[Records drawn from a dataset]
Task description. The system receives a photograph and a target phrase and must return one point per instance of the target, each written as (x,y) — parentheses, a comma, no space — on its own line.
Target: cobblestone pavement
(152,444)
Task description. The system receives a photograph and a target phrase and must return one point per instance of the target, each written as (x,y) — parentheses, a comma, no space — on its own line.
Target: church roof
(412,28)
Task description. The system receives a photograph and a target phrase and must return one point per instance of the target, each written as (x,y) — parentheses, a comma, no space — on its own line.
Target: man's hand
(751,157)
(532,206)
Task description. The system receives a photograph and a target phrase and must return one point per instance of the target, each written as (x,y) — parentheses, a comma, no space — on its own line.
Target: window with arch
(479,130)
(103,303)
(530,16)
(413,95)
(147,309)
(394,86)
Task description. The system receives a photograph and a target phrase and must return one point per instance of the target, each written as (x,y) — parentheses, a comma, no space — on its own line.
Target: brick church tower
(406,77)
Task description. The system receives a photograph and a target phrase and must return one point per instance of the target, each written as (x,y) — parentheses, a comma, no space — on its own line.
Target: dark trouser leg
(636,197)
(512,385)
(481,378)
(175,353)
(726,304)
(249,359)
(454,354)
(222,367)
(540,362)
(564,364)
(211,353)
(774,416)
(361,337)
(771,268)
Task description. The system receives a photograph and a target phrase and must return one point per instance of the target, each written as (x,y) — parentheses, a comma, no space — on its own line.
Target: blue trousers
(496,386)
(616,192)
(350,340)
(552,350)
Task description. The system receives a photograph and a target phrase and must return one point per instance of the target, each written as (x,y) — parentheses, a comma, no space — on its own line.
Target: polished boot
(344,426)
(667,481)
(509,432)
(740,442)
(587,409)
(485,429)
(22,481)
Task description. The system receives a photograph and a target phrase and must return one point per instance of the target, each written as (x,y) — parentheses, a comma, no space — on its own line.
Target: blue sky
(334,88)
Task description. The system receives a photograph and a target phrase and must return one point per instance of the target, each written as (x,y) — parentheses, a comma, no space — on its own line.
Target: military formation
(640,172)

---

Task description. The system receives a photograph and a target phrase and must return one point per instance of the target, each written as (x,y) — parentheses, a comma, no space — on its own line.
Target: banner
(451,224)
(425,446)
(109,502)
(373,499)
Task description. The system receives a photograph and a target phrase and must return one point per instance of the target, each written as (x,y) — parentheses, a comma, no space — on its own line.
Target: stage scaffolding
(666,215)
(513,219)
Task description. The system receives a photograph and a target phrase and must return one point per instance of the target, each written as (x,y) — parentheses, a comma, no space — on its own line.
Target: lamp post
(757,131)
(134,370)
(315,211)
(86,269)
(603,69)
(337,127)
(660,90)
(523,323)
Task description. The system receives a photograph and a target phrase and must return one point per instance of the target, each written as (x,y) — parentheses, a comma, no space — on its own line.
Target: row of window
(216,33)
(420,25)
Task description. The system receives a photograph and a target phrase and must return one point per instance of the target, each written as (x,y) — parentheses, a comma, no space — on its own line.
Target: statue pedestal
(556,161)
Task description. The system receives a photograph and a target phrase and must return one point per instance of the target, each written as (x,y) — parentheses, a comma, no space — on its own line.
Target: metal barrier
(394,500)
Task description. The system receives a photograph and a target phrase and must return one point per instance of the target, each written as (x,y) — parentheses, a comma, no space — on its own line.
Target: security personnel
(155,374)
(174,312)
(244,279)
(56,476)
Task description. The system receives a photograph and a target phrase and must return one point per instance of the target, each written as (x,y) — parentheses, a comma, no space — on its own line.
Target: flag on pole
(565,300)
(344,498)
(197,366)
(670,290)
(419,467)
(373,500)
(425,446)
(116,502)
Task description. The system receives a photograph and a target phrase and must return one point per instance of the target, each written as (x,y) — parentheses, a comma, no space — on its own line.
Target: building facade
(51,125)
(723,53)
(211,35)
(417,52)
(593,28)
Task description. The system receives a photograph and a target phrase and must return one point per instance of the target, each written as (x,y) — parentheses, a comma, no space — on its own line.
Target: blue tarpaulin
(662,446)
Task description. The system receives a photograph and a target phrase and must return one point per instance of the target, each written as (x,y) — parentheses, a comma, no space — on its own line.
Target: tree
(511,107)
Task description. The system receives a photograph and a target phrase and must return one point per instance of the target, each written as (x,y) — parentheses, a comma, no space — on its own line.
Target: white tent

• [WHAT YOU ARE ASKED TO DO]
Write out exactly the lines above from the line with "Target: blue tarpaulin" through the line with "Target: white tent", both of them included, and leave out all other lines.

• [RESPONSE BOX]
Target: blue tarpaulin
(662,446)
Task description. The system receives a photograph and a target phrase and must return one point per instance of the target, each written as (x,y) — parentheses, a comma, no space — on its own line.
Target: tree
(511,107)
Task description. The system receives a photograph and a target phrase and must return one point per instance of the target, each written as (x,y) — parentheses, a comma, no space — on its own line.
Target: white tent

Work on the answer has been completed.